Culture of validation
  • Variation exists in motivation among board members.
  • People will contribute generously if their motivation is nourished.
  • Some people are motivated by causes and others by artistic devotion, status, money, or loyalty to a brand.
Email – for New and Continuing Board Members – Suggest Board Discussion/Agreement
  • Keep messages brief and concise (risks confusion).
  • Know protocol governing cc’s; avoid bcc’s (jeopardizes trust).
  • Craft subject line that best conveys the content (enhances efficiency).
    • Maintain professional, respectful tone, as E-mail messages can be misinterpreted.
    • Discuss email communication preferences and agreements openly at beginning of board year. Make sure everyone is heard equally, not just the techies.
    • In most cases, avoid “Reply All” to non-content responses such as “Thank you”.
    • Avoid caps, bold, underlining, even multiple colors…may have unintended effect of shouting.
    • Consider minimizing group emails between meetings except for straightforward or vital communication such as agendas.

__DATASET__
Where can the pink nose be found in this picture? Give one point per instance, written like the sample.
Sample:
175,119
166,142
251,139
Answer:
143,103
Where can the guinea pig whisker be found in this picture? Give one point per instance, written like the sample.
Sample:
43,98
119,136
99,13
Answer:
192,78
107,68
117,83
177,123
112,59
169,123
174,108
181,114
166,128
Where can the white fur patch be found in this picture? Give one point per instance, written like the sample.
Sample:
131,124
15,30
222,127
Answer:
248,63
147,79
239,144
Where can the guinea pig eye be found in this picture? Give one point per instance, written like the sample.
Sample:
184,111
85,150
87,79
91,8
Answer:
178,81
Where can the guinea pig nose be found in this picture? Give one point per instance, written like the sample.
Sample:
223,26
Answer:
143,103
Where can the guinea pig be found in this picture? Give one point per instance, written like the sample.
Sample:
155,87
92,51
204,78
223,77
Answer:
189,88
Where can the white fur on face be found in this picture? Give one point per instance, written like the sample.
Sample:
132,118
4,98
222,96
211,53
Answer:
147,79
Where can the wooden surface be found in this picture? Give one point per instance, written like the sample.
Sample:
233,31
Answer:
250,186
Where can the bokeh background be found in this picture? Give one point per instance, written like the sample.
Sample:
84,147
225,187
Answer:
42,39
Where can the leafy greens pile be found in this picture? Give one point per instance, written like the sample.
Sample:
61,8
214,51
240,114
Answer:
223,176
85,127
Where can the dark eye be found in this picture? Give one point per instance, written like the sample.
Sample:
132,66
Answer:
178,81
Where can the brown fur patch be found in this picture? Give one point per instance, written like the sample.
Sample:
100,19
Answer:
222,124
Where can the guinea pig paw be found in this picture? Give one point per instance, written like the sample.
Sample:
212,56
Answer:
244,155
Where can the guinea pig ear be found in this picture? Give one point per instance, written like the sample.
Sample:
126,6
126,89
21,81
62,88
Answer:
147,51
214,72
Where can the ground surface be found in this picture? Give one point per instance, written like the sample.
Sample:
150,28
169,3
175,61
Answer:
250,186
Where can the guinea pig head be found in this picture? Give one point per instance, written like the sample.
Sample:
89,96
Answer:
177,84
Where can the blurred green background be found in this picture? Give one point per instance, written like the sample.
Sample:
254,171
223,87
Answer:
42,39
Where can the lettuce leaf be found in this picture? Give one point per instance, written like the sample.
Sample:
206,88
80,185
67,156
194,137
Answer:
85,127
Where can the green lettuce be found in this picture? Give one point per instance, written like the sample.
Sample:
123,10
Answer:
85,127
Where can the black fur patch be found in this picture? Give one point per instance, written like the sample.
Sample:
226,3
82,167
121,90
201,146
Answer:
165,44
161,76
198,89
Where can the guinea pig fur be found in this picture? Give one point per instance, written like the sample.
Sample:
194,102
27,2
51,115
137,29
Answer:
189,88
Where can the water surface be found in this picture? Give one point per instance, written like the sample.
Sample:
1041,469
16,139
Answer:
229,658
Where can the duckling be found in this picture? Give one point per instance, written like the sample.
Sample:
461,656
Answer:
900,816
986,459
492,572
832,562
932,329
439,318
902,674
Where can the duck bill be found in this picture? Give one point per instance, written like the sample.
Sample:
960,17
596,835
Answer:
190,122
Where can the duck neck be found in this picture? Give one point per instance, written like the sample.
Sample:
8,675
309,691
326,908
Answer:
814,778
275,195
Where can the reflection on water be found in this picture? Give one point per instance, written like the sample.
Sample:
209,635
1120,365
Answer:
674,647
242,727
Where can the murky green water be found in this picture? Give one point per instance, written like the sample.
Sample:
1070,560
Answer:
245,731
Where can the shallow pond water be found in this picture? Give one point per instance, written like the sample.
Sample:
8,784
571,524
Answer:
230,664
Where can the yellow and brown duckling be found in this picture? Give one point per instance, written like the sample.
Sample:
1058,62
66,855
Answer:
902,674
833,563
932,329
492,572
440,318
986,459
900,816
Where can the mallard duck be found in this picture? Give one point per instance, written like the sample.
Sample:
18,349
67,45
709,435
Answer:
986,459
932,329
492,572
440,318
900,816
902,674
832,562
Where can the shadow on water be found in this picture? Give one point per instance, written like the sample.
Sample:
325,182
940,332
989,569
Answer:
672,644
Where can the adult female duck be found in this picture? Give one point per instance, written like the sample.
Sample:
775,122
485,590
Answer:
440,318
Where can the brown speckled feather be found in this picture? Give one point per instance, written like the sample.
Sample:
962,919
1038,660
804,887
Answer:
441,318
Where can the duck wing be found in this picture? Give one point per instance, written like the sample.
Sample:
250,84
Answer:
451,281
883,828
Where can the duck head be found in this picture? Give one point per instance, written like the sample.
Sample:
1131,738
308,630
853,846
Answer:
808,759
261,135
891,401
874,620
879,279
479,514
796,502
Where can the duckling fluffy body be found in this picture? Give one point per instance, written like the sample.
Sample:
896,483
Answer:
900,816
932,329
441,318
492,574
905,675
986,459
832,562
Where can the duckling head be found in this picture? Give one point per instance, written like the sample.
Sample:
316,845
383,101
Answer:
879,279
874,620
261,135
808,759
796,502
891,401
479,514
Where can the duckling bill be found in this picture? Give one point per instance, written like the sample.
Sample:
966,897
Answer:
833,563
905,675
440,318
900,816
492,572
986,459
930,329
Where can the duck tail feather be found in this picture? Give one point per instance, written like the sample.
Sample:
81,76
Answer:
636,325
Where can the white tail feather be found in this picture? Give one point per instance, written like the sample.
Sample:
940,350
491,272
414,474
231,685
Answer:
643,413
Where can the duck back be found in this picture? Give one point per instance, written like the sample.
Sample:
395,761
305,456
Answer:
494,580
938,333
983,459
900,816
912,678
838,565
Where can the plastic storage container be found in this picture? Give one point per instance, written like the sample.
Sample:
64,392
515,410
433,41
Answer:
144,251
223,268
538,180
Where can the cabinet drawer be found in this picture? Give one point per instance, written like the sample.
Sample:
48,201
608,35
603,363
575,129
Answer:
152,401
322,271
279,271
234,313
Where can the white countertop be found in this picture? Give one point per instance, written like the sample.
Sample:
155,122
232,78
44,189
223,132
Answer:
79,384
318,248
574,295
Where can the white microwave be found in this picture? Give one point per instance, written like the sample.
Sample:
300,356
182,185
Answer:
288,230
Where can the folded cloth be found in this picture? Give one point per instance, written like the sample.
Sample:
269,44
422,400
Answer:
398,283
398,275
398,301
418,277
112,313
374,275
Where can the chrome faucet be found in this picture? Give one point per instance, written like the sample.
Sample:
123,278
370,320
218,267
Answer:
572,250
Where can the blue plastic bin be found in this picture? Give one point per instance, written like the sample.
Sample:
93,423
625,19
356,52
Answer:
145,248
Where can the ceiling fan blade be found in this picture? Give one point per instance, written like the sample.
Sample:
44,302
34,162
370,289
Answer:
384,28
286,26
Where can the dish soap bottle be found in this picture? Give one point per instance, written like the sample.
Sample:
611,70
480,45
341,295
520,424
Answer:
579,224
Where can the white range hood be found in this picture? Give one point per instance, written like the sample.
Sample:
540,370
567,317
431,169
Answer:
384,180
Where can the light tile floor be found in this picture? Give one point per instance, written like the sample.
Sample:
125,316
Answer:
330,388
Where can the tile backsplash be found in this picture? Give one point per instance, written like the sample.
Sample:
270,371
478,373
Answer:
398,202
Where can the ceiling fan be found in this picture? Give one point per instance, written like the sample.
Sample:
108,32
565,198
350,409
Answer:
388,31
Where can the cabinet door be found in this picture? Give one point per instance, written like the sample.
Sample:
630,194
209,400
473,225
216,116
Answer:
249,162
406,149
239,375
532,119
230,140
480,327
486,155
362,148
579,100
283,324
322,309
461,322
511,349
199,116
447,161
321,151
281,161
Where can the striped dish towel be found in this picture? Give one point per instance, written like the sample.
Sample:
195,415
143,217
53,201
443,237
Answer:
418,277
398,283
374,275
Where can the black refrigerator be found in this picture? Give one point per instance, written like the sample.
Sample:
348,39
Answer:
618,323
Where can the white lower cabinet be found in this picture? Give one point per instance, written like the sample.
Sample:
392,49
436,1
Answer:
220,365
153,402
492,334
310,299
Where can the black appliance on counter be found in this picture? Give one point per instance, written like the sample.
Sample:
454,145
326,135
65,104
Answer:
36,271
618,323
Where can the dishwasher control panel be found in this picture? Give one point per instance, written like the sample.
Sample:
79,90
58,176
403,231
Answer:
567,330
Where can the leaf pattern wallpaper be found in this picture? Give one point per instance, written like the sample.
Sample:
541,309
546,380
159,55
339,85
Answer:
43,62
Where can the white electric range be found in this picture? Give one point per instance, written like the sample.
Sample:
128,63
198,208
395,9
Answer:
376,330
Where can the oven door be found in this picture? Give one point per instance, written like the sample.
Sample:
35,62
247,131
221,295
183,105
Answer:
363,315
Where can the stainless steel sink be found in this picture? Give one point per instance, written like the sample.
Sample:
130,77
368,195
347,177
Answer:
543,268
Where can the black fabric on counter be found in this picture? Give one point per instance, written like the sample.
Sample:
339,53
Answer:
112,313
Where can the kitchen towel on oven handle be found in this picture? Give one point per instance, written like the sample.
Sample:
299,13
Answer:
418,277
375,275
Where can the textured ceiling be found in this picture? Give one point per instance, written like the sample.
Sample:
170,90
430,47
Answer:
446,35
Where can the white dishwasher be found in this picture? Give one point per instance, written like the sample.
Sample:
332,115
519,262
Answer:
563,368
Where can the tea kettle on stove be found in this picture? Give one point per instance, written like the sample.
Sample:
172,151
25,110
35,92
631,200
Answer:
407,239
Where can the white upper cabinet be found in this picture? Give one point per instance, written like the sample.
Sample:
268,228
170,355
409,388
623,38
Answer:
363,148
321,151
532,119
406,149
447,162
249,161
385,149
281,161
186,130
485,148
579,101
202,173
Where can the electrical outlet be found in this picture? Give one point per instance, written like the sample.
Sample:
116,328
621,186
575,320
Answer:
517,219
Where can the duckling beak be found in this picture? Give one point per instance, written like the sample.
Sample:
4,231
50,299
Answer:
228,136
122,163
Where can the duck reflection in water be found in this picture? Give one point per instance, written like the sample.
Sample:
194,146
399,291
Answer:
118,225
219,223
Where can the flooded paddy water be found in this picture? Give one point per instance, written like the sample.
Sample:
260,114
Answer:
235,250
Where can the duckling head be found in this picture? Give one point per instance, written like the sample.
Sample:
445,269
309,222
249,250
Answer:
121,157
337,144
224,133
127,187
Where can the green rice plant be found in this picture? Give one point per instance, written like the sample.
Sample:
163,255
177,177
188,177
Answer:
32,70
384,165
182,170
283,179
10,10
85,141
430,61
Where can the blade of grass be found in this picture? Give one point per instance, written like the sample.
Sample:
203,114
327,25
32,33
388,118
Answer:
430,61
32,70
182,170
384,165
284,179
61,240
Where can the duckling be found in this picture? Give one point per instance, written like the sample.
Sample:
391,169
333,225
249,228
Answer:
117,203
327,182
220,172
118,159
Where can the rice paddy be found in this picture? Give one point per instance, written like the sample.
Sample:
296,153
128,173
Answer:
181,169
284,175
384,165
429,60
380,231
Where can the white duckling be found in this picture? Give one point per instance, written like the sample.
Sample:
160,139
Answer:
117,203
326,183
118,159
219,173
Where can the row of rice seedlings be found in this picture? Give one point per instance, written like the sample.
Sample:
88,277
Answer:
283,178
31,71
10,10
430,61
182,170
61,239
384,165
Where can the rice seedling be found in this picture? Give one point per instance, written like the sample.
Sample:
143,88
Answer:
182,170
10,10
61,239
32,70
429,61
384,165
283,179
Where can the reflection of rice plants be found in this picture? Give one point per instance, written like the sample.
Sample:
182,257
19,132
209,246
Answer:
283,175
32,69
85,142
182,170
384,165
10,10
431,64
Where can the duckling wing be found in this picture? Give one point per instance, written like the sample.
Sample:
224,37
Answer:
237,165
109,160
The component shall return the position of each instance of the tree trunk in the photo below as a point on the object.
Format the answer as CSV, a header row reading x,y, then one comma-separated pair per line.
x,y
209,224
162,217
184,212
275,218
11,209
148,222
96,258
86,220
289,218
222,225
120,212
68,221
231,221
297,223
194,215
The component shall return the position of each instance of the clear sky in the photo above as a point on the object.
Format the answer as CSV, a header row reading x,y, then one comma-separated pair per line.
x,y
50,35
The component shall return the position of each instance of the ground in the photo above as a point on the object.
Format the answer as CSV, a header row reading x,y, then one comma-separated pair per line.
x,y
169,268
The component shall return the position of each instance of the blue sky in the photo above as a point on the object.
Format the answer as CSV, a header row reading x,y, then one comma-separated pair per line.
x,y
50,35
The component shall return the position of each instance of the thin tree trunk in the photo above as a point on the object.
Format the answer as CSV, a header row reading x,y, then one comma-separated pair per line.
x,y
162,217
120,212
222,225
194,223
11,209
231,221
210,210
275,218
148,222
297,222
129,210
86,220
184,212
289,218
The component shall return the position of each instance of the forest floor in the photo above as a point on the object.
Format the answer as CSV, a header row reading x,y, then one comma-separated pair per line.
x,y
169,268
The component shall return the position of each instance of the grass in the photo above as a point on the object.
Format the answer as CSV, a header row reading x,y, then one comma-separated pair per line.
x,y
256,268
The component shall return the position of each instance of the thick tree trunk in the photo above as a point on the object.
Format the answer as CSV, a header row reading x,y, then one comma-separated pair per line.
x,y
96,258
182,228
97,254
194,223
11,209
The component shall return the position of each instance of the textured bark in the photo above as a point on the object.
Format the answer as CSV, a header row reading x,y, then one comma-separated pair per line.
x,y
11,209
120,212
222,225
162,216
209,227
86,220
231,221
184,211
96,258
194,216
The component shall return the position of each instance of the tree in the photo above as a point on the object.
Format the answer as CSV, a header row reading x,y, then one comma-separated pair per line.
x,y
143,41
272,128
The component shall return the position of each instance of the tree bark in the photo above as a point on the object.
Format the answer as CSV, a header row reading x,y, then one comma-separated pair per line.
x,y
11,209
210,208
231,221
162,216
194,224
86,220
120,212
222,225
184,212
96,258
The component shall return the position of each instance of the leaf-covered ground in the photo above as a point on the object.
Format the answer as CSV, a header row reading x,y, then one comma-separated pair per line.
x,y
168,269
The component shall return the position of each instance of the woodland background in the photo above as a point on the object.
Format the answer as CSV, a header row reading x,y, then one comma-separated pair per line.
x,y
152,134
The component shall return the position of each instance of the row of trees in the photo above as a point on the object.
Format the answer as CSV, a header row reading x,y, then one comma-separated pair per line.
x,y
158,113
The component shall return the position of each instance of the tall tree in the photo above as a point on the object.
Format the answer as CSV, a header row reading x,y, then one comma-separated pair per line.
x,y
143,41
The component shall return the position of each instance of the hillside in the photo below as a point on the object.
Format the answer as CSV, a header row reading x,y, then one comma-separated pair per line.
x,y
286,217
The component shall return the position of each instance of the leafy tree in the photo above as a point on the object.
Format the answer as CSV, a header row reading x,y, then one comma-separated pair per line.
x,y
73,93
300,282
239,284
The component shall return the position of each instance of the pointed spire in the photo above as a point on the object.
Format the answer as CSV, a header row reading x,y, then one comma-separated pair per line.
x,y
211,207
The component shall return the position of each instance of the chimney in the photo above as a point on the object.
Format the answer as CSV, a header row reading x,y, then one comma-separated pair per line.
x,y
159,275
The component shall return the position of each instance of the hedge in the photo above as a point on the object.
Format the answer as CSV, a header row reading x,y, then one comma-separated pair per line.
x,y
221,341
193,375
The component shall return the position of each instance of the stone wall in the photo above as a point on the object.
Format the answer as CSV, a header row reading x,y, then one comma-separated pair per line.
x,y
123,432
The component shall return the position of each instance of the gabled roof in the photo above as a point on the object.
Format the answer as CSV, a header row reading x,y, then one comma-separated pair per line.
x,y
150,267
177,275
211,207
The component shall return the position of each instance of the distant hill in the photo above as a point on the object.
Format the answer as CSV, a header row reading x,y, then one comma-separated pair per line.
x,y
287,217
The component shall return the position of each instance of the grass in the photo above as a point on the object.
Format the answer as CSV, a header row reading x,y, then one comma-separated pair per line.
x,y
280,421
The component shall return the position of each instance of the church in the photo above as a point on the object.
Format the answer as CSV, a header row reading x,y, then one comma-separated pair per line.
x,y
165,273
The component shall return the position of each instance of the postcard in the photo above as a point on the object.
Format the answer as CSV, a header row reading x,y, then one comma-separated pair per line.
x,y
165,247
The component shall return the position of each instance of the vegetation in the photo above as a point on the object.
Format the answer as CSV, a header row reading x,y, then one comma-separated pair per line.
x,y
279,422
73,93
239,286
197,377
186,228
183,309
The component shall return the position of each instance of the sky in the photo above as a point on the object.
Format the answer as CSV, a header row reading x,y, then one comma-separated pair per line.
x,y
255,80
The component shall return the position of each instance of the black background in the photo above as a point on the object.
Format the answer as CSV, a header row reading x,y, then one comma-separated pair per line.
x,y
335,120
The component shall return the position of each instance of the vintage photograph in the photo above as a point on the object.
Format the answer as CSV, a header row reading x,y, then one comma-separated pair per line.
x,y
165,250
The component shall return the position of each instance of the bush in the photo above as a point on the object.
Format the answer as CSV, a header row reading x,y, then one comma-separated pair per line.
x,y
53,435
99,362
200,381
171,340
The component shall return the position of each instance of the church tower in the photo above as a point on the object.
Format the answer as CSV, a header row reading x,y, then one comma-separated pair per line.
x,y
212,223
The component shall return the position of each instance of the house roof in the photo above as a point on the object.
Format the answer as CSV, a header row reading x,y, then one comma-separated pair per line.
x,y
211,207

__PROBLEM DESCRIPTION__
According to the board guidelines, when should email communication preferences and agreements be discussed?

__PROBLEM SOLUTION__
Openly at the beginning of the board year.